MAC: Mines and Communities

REVIEW : "Money Does Not Greet You"

Published by MAC on 2007-12-18


REVIEW : "Money Does Not Greet You"

18th December 2007

by Stuart Kirsch

"The Navajo People and Uranium Mining", Edited by Doug Brugge, Timothy Benally, and Esther Yazzie-Lewis, Albuquerque: University of New Mexico Press, 2006. Pp. xix+210. $29.95.

When the United States government needed uranium to develop its nuclear weapons program, it turned to the American Southwest. From 1945 until 1988, thirteen million tons of uranium ore were extracted from Navajo lands. Navajo men worked in open-pit and poorly ventilated underground mines, often using pickaxes and other hand tools. They were not advised about the risks of exposure to uranium or provided with protective equipment.

When they were thirsty, they drank water contaminated by uranium. Some of the workers' families moved close to the mines; their children played nearby. Many of the Navajo miners and their family members subsequently experienced health problems caused by their exposure to radiation. More than one thousand abandoned and unreclaimed mines continue to contaminate the landscape. The Radiation Exposure Compensation Act, passed by Congress in 1990 and amended in 2000, provides compensation to eligible uranium miners (10,000 men worked in the mines, all told), workers at the Nevada Test Site for nuclear weapons, and people living downwind from the test site.

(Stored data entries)

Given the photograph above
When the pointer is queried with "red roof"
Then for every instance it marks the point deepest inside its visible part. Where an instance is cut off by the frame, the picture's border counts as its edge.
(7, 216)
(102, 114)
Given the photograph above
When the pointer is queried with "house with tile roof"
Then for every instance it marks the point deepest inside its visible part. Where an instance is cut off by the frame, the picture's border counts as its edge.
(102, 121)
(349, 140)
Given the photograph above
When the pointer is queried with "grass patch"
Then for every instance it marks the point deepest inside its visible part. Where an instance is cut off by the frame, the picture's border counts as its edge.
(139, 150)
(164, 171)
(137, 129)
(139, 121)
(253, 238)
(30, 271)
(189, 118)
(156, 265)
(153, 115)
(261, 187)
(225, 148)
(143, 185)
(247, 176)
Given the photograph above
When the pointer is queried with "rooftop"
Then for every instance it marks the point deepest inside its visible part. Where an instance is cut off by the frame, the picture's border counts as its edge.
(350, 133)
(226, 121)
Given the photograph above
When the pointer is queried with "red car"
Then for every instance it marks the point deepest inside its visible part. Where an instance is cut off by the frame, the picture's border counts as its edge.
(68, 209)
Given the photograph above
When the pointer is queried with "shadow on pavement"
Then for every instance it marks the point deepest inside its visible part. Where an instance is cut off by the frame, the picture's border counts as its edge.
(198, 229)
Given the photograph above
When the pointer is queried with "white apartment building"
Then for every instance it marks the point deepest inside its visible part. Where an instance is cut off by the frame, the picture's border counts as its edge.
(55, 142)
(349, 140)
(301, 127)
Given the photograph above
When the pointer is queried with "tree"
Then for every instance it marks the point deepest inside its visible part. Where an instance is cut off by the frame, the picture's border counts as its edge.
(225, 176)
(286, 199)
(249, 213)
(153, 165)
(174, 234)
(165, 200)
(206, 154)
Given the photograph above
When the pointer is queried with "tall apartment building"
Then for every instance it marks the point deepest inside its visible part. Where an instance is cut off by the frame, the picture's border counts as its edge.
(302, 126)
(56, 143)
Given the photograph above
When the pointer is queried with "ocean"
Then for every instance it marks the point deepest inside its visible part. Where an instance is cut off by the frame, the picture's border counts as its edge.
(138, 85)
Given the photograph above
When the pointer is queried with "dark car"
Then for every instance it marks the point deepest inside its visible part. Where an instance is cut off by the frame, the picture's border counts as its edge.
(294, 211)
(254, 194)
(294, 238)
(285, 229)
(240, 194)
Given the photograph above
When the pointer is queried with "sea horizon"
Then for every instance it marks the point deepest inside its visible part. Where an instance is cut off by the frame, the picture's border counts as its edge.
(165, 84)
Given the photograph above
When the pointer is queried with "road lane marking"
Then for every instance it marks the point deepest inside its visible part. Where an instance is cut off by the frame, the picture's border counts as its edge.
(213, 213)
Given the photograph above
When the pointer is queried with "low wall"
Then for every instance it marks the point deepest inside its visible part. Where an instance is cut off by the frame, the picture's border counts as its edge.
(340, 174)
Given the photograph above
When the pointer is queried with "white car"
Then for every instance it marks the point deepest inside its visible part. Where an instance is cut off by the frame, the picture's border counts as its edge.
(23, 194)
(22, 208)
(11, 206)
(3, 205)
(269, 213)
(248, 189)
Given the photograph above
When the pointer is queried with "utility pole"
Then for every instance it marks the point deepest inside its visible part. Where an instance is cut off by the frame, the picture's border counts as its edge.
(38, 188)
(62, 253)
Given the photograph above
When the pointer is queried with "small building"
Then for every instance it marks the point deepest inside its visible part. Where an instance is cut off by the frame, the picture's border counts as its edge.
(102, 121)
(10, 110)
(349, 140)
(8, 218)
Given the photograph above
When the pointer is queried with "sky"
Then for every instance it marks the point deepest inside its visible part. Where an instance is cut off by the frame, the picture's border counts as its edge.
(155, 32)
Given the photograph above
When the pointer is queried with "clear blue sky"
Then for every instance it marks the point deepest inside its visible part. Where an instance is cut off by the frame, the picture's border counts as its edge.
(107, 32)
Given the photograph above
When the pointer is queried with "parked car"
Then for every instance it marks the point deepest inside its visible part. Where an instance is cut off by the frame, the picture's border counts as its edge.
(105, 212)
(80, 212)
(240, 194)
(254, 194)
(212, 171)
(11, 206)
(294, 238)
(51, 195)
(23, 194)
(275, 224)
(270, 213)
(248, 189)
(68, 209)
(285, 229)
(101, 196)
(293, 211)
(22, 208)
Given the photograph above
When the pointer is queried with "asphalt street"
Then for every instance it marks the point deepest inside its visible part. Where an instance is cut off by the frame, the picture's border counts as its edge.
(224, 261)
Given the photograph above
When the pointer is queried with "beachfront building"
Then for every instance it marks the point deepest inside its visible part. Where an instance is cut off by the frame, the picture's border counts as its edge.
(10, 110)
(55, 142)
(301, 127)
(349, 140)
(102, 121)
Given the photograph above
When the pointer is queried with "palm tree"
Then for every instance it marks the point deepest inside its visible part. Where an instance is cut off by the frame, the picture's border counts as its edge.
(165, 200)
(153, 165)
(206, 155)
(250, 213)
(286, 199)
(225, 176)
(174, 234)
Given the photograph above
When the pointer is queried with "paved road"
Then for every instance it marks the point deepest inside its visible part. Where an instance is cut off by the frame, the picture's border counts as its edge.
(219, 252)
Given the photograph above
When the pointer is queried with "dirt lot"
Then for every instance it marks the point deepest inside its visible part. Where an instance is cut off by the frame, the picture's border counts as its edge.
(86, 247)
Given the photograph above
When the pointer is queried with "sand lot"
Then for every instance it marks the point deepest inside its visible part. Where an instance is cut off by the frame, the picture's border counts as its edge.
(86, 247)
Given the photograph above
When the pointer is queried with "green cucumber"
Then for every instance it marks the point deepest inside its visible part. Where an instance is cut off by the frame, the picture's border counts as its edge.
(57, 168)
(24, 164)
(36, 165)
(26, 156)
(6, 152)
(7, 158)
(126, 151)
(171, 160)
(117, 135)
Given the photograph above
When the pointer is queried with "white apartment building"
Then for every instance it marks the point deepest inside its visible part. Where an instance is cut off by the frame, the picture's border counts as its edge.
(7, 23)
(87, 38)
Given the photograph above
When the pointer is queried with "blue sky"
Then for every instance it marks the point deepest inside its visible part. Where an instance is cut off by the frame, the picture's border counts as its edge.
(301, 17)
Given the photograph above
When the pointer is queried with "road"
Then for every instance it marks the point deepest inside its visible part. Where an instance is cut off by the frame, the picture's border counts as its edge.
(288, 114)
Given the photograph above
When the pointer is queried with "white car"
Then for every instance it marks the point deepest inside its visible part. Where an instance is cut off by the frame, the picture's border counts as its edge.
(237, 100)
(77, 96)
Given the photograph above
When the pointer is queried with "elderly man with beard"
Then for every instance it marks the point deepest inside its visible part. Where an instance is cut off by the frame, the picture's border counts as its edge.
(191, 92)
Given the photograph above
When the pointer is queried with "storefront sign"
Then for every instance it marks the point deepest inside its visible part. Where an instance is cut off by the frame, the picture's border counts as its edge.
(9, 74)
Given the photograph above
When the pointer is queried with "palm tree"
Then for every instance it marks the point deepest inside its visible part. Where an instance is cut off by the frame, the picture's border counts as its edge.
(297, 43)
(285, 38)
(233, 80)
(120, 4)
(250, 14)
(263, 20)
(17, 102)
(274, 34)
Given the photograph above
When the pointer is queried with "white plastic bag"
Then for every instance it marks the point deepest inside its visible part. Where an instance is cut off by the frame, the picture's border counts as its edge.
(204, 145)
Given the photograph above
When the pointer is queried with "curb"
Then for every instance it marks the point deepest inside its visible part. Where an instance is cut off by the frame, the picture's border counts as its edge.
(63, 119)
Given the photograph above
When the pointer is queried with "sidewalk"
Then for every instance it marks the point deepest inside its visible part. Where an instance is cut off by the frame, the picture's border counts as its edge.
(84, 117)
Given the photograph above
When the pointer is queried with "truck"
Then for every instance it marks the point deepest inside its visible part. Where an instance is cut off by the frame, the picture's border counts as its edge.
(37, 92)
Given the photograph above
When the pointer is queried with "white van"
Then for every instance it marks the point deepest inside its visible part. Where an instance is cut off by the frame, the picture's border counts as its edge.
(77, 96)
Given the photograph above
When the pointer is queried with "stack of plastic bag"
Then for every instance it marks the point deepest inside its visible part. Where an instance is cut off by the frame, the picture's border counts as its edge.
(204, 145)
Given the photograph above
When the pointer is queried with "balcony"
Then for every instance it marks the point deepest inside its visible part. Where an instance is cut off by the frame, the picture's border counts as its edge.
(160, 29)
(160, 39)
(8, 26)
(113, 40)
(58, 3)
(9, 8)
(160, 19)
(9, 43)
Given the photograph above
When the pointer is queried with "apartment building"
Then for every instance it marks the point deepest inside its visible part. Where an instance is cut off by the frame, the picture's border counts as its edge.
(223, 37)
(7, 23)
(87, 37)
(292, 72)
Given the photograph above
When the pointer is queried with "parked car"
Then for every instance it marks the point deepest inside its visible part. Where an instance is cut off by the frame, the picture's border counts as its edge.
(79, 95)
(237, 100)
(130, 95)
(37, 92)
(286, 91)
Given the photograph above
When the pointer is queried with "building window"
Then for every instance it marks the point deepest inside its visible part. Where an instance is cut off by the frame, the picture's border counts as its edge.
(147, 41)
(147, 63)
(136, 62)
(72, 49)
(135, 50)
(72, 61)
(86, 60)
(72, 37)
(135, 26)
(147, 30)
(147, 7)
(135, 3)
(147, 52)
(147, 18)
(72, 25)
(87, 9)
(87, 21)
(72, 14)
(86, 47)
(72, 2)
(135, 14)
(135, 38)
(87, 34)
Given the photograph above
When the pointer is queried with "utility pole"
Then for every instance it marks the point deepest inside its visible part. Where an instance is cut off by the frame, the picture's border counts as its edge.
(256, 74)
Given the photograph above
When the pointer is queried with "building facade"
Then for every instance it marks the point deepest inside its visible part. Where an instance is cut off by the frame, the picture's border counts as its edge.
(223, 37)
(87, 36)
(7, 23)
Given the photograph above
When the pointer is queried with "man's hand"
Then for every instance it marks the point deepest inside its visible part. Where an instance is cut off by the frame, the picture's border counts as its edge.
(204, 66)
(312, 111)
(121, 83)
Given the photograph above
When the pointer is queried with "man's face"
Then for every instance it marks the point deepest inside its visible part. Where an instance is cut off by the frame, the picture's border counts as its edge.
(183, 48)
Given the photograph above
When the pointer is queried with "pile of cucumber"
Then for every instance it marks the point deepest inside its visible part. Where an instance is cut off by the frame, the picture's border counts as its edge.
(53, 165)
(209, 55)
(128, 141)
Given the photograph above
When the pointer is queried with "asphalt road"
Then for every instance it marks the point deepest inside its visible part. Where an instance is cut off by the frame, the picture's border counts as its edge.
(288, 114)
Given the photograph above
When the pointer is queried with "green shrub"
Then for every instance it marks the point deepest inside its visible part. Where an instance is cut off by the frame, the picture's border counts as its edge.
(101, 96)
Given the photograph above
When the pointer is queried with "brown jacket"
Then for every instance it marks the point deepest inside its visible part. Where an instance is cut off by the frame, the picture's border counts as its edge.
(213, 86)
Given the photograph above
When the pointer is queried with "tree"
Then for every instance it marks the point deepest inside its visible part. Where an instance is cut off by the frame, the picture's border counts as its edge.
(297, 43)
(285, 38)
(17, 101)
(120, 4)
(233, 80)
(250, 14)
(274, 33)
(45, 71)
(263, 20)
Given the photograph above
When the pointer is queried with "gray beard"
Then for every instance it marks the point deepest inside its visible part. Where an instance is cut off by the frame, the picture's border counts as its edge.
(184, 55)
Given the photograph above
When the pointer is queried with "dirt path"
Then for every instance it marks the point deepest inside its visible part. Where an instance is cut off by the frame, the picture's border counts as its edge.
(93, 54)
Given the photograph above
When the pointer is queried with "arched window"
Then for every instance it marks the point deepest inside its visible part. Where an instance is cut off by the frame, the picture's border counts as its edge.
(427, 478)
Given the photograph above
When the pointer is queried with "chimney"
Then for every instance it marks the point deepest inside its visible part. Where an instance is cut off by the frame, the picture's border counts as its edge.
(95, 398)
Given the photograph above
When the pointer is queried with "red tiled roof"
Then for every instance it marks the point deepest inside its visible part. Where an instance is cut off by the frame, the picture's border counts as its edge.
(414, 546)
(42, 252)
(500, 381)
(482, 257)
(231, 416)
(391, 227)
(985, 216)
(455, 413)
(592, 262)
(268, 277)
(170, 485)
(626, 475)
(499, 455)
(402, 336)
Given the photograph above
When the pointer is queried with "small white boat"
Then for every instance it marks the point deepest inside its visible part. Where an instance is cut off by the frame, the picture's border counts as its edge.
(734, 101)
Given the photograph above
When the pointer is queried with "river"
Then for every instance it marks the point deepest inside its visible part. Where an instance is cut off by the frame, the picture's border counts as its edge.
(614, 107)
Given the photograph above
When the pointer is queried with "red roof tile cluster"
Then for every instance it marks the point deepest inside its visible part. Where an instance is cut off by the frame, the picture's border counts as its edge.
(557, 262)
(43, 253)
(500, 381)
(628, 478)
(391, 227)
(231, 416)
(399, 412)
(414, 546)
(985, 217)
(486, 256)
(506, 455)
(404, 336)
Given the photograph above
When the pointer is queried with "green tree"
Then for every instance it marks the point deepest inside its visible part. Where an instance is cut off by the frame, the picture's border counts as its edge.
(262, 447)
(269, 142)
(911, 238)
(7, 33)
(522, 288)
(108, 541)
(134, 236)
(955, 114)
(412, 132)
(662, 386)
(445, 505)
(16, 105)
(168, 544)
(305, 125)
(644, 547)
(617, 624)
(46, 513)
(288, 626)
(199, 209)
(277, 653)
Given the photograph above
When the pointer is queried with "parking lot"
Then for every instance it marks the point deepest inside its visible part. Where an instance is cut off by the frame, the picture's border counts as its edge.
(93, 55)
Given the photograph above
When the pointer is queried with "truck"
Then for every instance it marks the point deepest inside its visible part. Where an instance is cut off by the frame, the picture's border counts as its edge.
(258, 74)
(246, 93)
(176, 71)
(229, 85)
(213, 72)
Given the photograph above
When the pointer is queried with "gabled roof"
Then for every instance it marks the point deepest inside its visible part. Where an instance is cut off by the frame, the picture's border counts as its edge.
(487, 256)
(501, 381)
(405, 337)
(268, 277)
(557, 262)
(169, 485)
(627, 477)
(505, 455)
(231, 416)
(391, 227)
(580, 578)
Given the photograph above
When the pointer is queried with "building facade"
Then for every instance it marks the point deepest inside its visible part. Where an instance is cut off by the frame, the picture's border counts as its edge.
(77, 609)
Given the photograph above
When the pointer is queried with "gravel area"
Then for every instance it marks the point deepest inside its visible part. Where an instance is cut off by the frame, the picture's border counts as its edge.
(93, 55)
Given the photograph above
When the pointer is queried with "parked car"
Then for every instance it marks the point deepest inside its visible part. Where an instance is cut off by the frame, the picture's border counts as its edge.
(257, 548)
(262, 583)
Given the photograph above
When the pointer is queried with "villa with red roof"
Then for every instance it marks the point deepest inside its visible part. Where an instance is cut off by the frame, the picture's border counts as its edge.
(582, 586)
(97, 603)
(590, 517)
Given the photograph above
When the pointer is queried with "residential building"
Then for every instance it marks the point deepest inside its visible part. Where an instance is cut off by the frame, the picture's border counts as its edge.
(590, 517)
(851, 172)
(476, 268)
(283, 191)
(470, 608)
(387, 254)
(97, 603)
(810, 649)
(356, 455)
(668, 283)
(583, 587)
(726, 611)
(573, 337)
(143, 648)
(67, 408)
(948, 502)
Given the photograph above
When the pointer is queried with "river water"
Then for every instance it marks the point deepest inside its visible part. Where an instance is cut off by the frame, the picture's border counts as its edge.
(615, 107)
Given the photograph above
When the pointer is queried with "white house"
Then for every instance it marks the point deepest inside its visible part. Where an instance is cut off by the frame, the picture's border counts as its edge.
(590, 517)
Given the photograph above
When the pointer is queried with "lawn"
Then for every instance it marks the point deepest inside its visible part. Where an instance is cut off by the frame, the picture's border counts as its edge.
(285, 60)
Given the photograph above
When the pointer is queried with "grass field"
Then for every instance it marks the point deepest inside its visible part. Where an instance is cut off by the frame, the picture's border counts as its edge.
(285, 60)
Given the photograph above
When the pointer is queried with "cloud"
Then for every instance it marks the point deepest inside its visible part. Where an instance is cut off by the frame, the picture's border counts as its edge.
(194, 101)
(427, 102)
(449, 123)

◆ Task requirements:
A. From the review of the Navajo uranium mining book, print the passage from "When the United" up to and including "with protective equipment.".
B. According to the review of the Navajo uranium mining book, how many tons of uranium ore were extracted from Navajo lands between 1945 and 1988?

◆ Outputs by task:
A.
When the United States government needed uranium to develop its nuclear weapons program, it turned to the American Southwest. From 1945 until 1988, thirteen million tons of uranium ore were extracted from Navajo lands. Navajo men worked in open-pit and poorly ventilated underground mines, often using pickaxes and other hand tools. They were not advised about the risks of exposure to uranium or provided with protective equipment.

B. Thirteen million tons.